- _WHAT YOU NEED TO DO_: Produce an exact copy of the lines from the line containing "Objective — for every instance of the woman in black" through the last line of the listing below, both ends included, and nothing else.

- _DATA SUPPLIED_:
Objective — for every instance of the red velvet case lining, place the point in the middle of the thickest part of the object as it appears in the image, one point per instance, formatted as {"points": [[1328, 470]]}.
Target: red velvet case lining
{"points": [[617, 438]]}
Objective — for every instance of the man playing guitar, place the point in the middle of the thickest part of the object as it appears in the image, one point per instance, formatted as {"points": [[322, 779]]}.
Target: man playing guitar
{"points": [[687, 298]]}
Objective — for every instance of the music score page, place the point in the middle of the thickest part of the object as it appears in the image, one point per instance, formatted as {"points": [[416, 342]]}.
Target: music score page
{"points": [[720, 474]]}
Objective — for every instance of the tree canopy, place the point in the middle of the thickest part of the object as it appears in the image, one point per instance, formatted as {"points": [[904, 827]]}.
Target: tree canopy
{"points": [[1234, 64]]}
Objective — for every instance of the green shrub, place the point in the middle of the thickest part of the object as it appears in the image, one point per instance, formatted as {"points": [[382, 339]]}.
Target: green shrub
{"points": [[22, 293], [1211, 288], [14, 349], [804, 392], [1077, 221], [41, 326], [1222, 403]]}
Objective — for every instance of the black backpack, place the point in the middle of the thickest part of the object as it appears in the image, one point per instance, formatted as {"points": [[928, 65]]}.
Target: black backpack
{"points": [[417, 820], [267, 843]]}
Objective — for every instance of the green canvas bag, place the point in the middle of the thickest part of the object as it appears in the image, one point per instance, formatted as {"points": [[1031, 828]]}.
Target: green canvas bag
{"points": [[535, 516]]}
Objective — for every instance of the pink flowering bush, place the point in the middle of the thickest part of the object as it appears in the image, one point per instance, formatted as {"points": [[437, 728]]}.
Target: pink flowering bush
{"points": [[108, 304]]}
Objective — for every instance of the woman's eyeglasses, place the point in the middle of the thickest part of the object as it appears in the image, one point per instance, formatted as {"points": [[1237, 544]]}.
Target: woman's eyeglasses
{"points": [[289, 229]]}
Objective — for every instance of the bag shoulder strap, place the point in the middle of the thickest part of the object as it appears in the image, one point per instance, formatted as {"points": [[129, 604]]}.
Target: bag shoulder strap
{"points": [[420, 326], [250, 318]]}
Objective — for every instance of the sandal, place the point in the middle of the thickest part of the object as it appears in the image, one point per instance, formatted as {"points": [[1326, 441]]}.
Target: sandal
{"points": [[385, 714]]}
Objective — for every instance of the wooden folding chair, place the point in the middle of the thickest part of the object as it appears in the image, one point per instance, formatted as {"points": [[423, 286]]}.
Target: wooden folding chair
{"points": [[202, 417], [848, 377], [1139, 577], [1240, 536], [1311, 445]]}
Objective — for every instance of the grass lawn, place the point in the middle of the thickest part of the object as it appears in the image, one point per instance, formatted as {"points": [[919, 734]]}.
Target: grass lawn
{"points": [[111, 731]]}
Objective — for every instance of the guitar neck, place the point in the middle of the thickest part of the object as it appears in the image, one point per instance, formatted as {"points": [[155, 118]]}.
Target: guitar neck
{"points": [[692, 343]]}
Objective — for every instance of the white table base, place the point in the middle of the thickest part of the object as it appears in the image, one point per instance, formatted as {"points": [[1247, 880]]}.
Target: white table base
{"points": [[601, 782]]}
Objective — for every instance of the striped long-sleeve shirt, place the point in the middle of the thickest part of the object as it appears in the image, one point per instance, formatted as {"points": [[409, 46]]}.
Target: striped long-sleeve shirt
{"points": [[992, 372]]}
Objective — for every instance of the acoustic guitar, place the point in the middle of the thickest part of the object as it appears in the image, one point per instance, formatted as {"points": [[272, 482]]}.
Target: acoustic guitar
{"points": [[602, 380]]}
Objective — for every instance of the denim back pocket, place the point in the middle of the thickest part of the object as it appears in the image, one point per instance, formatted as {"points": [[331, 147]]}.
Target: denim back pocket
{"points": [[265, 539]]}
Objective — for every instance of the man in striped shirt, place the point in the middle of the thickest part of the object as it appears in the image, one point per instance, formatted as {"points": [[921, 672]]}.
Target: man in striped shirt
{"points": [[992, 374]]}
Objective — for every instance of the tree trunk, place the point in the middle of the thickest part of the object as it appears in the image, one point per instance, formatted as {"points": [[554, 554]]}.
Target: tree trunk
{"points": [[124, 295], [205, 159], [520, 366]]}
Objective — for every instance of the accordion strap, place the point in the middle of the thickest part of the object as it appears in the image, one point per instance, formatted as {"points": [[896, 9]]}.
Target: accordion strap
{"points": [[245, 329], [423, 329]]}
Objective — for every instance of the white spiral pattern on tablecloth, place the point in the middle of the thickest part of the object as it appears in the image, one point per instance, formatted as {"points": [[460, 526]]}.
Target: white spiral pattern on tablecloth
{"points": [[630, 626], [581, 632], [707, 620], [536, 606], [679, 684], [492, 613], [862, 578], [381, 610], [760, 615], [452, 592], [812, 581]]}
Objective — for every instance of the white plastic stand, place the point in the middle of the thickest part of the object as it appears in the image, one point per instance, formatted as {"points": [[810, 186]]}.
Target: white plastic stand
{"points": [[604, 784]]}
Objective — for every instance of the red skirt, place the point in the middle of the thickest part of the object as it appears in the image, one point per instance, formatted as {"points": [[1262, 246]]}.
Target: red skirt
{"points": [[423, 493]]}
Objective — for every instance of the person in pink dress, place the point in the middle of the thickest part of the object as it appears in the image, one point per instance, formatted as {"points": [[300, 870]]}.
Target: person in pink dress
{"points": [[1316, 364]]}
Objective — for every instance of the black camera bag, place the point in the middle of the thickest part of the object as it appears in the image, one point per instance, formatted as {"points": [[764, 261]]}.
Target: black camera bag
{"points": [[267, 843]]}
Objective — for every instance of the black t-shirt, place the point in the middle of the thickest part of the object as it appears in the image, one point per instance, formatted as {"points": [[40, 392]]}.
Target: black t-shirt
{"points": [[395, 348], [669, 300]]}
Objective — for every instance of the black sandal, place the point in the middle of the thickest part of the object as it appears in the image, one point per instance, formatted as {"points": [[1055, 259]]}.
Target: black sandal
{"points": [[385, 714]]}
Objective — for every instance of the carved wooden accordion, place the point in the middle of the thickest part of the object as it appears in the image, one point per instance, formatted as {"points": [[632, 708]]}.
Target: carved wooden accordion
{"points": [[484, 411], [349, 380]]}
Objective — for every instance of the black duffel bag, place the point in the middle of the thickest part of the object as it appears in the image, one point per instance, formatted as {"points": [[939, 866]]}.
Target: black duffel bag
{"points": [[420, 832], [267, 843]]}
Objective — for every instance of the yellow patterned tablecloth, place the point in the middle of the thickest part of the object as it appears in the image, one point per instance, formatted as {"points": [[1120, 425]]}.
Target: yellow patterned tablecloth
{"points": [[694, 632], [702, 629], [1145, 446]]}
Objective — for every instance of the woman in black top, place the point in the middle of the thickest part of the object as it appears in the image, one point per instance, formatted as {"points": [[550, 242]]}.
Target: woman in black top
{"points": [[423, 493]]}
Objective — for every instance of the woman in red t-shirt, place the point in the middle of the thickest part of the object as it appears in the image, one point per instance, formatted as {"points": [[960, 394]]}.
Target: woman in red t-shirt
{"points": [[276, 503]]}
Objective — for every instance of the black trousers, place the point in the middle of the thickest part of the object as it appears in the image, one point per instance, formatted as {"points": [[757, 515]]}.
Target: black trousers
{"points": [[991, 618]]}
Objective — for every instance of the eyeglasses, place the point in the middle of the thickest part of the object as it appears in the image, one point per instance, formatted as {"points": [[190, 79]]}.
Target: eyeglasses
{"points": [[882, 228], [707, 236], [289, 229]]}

- _SOLVED EXERCISE_:
Objective — for every instance of the woman in black top, place the point in the middle of the thickest part of the object as it appears in the image, one point per instance, formatted as {"points": [[550, 242]]}.
Target: woman in black top
{"points": [[423, 493]]}
Objective — for every instance of the woman in red t-shirt, place the point in the middle of the thickest part of the object as it appears in the image, one point per instance, formatted as {"points": [[960, 394]]}.
Target: woman in red t-shirt
{"points": [[276, 503]]}
Objective — for every instance of the black trousers, place the point in the middle of the thickest part of the object as it appears in the image, one point per instance, formatted as {"points": [[757, 515]]}.
Target: black trousers
{"points": [[991, 618]]}
Objective — for every instance of the eyeglasses, place the point in the middle of the thickest part of the object as it appears in the image, one point per instance, formatted as {"points": [[190, 79]]}.
Target: eyeglasses
{"points": [[882, 228], [707, 236], [289, 229]]}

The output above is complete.